◆ **Extract to read**:
-- Opening Marker --

Dairy Spotlight: Marianne Buza
Extension dairy educator
I was born and raised in suburban Cleveland, Ohio. So how did I end up in Bad Axe, Michigan? My interest in animal agriculture goes back to my childhood and reading library books about the topic. I did not grow up in a rural area or on a dairy farm, and much to my displeasure, my family wouldn’t move just because I wanted to live somewhere rural! Growing up in the suburbs has allowed me to have a unique perspective on the industry.
To begin with, I had to find ways to gain livestock experience. I became interested in veterinary medicine and I attended the University of Findlay in Ohio where I majored in biology, animal science, and pre-veterinary medicine. While in college, I spent time with three large animal veterinary practices. From my time with them, I learned that dairy farms were my favorite clients to visit. I began to learn as much about the dairy industry as I could.

-- Closing Marker --

◆ **Entries shown**:

-- Opening Marker --

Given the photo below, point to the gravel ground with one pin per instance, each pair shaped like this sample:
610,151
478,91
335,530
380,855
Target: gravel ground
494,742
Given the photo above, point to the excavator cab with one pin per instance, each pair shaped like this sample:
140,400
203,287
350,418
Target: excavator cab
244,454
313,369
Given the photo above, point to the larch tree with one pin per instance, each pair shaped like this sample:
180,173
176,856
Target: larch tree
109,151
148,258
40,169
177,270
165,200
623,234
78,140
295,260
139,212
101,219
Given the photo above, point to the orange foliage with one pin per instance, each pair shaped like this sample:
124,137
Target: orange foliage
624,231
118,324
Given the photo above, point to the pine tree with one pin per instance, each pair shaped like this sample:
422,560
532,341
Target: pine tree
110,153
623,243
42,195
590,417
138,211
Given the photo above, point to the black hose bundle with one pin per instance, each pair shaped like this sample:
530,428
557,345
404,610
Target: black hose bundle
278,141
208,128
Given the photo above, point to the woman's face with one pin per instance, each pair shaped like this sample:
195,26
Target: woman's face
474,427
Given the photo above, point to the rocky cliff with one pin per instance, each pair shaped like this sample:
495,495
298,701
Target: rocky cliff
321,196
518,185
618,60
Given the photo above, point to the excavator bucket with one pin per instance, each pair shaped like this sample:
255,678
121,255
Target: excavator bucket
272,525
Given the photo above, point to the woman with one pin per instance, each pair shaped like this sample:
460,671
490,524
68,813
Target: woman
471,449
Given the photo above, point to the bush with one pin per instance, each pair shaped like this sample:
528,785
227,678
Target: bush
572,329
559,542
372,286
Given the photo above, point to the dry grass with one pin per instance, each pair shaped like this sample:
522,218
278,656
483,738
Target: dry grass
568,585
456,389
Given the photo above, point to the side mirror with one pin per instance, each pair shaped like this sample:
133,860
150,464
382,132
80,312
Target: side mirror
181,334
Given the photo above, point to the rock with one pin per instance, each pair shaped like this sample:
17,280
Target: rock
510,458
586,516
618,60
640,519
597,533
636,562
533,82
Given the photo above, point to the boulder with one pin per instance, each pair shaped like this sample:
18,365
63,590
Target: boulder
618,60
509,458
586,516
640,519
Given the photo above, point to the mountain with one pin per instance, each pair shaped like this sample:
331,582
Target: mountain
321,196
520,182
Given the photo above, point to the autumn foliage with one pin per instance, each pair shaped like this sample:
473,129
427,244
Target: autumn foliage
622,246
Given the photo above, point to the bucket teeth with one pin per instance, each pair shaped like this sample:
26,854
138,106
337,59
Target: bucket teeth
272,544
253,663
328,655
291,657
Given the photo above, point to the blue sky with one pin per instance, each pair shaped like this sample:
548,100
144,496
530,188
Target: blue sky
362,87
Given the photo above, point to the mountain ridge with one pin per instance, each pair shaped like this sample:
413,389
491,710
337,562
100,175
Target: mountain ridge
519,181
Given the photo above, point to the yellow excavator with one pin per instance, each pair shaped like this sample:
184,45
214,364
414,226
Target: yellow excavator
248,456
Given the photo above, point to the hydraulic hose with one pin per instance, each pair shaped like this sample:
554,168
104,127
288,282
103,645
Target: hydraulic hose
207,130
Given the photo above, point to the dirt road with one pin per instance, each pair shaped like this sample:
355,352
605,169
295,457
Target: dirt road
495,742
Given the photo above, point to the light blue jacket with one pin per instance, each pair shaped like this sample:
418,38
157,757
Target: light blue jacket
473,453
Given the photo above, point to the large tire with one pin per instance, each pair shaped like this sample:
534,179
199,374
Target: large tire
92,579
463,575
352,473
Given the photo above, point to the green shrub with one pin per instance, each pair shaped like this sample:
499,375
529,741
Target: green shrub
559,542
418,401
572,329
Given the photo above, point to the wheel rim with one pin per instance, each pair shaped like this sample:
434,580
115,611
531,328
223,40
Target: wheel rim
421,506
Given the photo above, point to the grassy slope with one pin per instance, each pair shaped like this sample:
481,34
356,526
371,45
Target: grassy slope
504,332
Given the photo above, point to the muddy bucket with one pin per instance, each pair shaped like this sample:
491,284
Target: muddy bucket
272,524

-- Closing Marker --

◆ **Tasks and exercises**:
1. In the profile of Marianne Buza, which university did she attend?
2. Proceed with the profile of Marianne Buza, writing on from its last sentence.
The entries have nothing to do with the profile of Marianne Buza.

◆ **Written responses**:
1. The University of Findlay in Ohio.

2.
After college, I spent a year working on a 200-cow dairy in Litchfield, Ohio. I also found a place called Lake Metro Park Farmpark where I volunteered to teach families about modern dairy farming. I began to research careers in the dairy industry that appealed to me, and I kept coming back to Extension as an ideal fit. As I applied for master’s degree programs, I looked for one with Extension opportunities, and I landed on a program at Penn State. My research advisor was Lisa Holden, who has an Extension-focused appointment. My master’s research included looking at income over feed costs, byproduct feed use, and the use of teams to improve dairy farms. I was able to go with Holden to Extension meetings and farm visits, and she introduced me to other Extension professionals in the area I could work with. By the end of my time in Pennsylvania, I was sold on working in Extension. Michigan State University Extension offered me the dairy educator position in Huron County at the Bad Axe office in February 2015. So, I packed my bags and became a Spartan!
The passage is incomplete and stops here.